Short task: Please reproduce every line of the entries below without any changes.

-- begin Information shown --

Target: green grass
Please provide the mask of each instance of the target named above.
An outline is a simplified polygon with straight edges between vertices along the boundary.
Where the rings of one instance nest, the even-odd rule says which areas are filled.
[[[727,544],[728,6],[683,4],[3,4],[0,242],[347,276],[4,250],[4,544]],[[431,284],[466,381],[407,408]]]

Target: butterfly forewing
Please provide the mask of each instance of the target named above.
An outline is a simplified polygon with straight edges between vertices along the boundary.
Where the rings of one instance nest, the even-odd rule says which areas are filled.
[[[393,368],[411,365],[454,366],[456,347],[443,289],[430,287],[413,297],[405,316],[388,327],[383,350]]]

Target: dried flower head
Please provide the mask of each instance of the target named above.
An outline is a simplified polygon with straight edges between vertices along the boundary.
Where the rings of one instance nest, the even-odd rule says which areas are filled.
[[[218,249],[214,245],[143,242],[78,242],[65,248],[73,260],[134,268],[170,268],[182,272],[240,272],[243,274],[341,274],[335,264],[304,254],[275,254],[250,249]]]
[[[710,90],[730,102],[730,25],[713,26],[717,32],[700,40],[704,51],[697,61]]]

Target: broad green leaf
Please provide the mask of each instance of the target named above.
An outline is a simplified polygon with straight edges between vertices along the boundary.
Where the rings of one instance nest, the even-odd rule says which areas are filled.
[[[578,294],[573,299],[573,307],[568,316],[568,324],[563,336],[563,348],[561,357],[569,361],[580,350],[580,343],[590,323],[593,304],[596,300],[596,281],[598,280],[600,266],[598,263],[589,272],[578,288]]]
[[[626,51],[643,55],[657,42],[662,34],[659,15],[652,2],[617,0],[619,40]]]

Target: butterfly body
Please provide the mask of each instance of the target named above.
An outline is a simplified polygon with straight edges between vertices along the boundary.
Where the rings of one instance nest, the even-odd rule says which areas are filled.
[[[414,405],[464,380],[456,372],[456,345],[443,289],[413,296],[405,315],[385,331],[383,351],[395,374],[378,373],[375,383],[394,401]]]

-- end Information shown --

Task output:
Target: green grass
Please provide the mask of each instance of the target named above.
An outline is a simplified polygon with straight edges between vertices along the boundary.
Where the rings of one instance nest, the even-odd rule says which areas are filled.
[[[727,544],[728,6],[683,4],[3,4],[0,242],[347,276],[4,250],[4,544]],[[431,284],[466,381],[407,408]]]

Target: butterfly forewing
Please provide the mask of each instance of the target named above.
An outline is a simplified polygon with straight edges between vertices along the boundary.
Where the rings of one instance nest, the even-odd rule says which areas are filled.
[[[393,368],[411,365],[454,366],[456,347],[443,289],[430,287],[413,297],[405,316],[388,327],[383,350]]]

Target: dried flower head
Please provide the mask of each instance of the target named above.
An outline is a simplified polygon with straight edges between vertices along the boundary.
Where the rings of one instance nest, the even-odd rule says which areas are filled.
[[[218,249],[214,245],[143,242],[78,242],[65,248],[73,260],[134,268],[170,268],[182,272],[240,272],[243,274],[341,274],[335,264],[304,254],[275,254],[250,249]]]
[[[710,90],[730,102],[730,25],[713,26],[717,32],[700,40],[704,51],[697,61]]]

Target: broad green leaf
Please provide the mask of each instance of the target named above.
An outline is a simplified polygon with straight edges between vertices along the boundary.
Where the rings of one instance nest, the even-odd rule says which areas are filled.
[[[578,294],[573,299],[573,307],[568,316],[568,324],[563,336],[563,348],[561,357],[569,361],[580,350],[580,343],[590,323],[593,304],[596,300],[596,281],[598,280],[600,266],[598,263],[589,272],[578,288]]]
[[[626,51],[643,55],[657,42],[662,34],[659,15],[652,2],[617,0],[619,40]]]

Target: butterfly body
Please provide the mask of each instance of the target named above.
An outline is a simplified polygon with straight edges between vertices along the boundary.
Where the rings of one instance nest, the even-odd rule says which areas are filled.
[[[414,405],[464,380],[456,372],[456,345],[443,289],[413,296],[405,315],[385,331],[383,351],[395,374],[378,373],[375,383],[394,401]]]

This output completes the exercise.